:: Document passage ::

Friday, October 30, 2020

James Gray 1791-1834: The plot thickens, more answers lead to more questions, another 'fact' of family lore is proven wrong.

I made a happy discovery a few days ago.  The Upper Canada Land Grants were digitized in 2019, which makes it possible to locate the actual written applications.  It's a bit of a challenge, but once you search the name and find the search information, microfilm reel, petition number, etc. then you can slowly scroll through.  They offer two options PDF and JPEG, it's easier to search using the PDF, but once you locate the right application, use the JPEG to enlarge and read the document.  You might still go partially blind trying to read it, and struggle to understand the old fashioned writing, but it's a good source of info.  It certainly taught me a few things I didn't know before.

James submitted his application for a grant of land on July 14th, 1816, which was approved by order of Governor Gore on July 16th, 1816.  This grant was for 200 acres, being Lot 9, Concession 3, East of Yonge Street.

https://heritage.canadiana.ca/view/oocihm.lac_reel_c4547/618?r=0&s=4
https://heritage.canadiana.ca/view/oocihm.lac_reel_c4547/619?r=0&s=4

The application reads (forgive me for any mistranslations or omissions)
James Gray, late Corporal in His Majesty's 90th Regiment of Foot, humbly showeth that your excellencies Memorialist is a native of Scotland and having availed himself of the merits of His Majesty's benevolent Proclamation and good will for the discharging of certain meritorious soldiers in this colony in order to become useful subjects and settlers therein he subsequently took his discharge in April 1815 at Niagara, that having joined the service when a lad and having an idea of the culture of wild lands he thought it proper to engage himself to be a gentleman farmer in order to be made  acquainted with the exercise of the plough and axe which in a short time became as natural to him as the duties of the field to which he has served a long and toilsome apprenticeship at foreign nations. That your excellencies memorialist having an ardent desire to become a settler amongst a few relations and friends which he has found in the neighborhood of York which are willing to bestow on him all the appurtenance in their power, therefore he humbly requests that your excellency in council may be generously pleased to allow him to make his location on a certain crown lot of land at the east side of Yonge St in the 3rd Concession, Lot #9.  This token of your excellencies wisdom.....ample remuneration for his service towards his King and country for his 9 years for which we are duty bound.

:::
:: Supplied entries ::

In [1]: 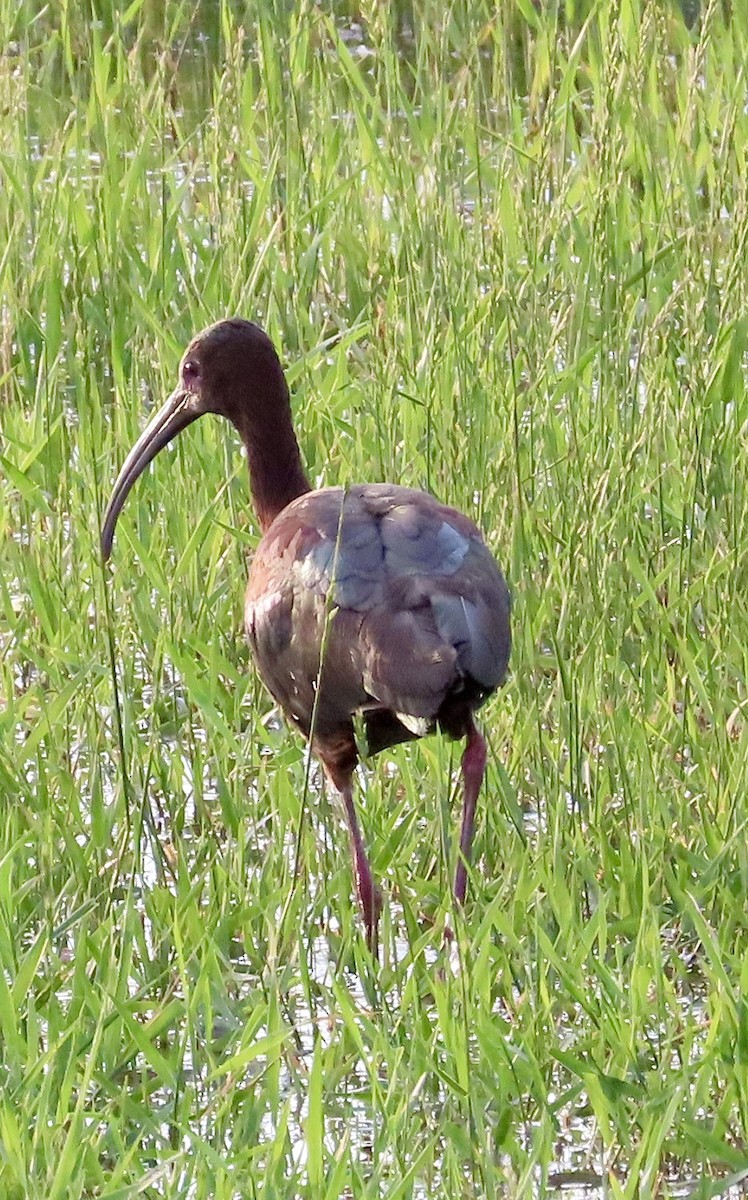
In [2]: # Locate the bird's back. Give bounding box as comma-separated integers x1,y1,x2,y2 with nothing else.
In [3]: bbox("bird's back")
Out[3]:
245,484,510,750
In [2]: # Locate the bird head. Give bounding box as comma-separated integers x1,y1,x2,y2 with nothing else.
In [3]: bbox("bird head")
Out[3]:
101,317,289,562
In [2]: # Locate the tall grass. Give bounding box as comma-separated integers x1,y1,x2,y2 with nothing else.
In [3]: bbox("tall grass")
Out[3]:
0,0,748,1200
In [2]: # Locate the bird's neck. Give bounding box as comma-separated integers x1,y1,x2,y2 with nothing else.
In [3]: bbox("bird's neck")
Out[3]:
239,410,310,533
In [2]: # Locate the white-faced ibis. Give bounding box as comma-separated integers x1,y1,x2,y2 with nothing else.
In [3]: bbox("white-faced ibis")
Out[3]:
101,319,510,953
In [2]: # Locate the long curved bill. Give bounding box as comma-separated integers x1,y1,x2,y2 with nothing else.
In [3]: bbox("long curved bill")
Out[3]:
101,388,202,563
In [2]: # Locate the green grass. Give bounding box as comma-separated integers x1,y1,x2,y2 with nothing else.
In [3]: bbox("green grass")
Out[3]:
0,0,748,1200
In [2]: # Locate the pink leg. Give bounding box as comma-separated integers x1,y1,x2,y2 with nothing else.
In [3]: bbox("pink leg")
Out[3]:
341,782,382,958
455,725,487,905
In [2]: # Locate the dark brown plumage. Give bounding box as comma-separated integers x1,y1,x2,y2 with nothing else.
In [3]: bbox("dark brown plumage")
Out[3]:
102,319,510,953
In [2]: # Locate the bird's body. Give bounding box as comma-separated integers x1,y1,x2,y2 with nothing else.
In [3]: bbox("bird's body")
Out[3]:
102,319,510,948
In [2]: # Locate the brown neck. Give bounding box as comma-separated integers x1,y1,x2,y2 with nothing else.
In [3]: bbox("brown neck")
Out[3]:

:::
:: Supplied entries ::

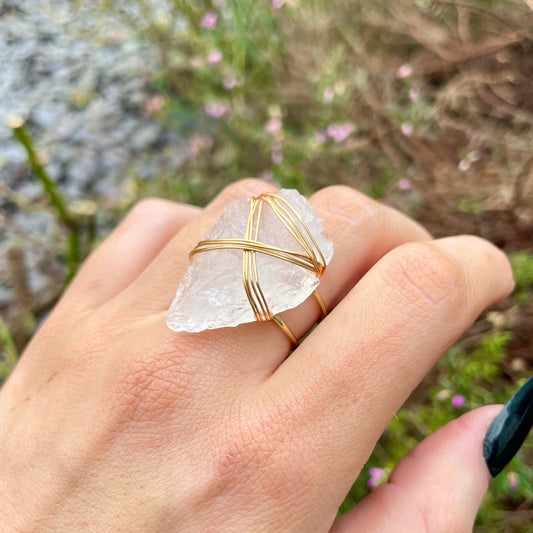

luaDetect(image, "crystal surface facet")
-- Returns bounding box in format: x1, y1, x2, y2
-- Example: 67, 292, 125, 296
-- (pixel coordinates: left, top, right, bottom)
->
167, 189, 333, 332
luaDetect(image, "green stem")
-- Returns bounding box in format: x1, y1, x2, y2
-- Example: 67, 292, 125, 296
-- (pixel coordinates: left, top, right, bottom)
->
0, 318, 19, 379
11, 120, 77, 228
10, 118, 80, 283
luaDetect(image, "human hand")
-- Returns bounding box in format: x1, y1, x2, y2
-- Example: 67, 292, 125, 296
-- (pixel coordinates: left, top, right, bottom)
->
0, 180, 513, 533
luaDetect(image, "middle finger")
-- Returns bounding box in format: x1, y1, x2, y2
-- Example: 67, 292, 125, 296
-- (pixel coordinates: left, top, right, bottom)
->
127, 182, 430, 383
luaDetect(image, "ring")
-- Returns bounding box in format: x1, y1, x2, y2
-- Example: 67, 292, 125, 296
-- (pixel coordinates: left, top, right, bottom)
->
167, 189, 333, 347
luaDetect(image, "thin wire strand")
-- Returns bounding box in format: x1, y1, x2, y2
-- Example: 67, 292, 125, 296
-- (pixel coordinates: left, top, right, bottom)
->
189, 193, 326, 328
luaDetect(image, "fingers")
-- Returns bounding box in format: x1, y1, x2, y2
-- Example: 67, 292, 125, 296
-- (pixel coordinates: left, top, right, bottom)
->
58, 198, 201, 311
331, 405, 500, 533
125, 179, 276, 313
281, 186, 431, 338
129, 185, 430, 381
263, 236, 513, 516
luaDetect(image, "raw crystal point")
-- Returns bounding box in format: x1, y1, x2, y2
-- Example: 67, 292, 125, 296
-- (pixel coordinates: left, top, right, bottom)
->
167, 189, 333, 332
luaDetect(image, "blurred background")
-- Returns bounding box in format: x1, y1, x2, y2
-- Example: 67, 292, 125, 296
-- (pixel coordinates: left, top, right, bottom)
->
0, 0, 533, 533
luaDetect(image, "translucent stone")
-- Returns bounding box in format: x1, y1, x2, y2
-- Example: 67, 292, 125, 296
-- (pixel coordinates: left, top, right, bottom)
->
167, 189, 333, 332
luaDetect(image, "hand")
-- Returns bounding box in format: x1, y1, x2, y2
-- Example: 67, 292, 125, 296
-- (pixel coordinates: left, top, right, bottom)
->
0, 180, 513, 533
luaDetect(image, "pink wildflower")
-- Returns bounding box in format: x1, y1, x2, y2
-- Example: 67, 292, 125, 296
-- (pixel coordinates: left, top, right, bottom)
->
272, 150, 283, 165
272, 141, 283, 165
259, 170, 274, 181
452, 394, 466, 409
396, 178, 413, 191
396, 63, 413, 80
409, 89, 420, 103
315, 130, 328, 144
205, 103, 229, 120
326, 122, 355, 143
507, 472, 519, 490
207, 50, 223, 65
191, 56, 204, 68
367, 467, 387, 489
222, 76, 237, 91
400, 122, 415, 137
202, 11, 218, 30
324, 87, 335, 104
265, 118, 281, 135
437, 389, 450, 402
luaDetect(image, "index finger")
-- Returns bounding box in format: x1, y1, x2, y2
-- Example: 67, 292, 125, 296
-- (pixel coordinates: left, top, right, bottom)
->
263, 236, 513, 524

:::
:: Supplied entries ::

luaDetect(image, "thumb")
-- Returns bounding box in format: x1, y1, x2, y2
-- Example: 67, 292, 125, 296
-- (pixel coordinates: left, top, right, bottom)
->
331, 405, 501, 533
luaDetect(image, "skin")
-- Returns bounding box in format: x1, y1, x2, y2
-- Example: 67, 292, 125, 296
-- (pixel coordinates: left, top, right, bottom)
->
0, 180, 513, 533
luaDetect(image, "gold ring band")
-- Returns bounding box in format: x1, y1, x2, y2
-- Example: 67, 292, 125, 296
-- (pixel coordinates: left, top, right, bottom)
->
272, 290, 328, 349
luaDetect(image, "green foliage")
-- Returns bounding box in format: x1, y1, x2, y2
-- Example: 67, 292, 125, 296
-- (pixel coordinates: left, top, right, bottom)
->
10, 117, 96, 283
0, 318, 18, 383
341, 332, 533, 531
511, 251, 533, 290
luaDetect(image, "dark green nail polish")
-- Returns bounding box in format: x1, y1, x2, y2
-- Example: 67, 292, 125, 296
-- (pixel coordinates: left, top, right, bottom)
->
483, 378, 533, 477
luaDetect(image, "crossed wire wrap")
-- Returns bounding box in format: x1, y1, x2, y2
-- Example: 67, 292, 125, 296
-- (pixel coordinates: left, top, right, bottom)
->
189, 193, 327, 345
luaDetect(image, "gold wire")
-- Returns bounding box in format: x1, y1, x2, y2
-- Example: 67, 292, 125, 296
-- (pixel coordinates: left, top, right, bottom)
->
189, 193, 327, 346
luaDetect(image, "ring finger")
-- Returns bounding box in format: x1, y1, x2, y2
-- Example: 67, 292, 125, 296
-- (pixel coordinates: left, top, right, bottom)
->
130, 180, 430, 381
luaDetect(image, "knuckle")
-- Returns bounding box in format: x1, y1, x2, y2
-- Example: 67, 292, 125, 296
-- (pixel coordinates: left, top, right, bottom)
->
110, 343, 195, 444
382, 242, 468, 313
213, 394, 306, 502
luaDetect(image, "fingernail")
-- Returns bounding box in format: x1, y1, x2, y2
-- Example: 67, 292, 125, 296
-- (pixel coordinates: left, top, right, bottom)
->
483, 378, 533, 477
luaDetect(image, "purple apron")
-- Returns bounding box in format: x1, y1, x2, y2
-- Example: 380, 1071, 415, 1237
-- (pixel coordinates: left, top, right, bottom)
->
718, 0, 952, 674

:::

» **Requirement A**:
Summarize the blog post about James Gray's land grant in two sentences, using only what the post states.
» **Requirement B**:
Answer these questions from the blog post about James Gray's land grant, one per line:
(i) In what year were the Upper Canada Land Grants digitized?
(ii) By whose order was James Gray's application approved?
(iii) Where and in what month and year did James Gray take his discharge?

» **Answer A**:
The Upper Canada Land Grants, digitized in 2019, made it possible to find James Gray's actual written application, searching in the PDF version and then enlarging the JPEG version to read it. Gray, a native of Scotland and a former corporal in His Majesty's 90th Regiment of Foot, applied on July 14th, 1816 for 200 acres at Lot 9, Concession 3, East of Yonge Street, and the grant was approved by order of Governor Gore on July 16th, 1816.

» **Answer B**:
(i) 2019
(ii) Governor Gore
(iii) At Niagara, in April 1815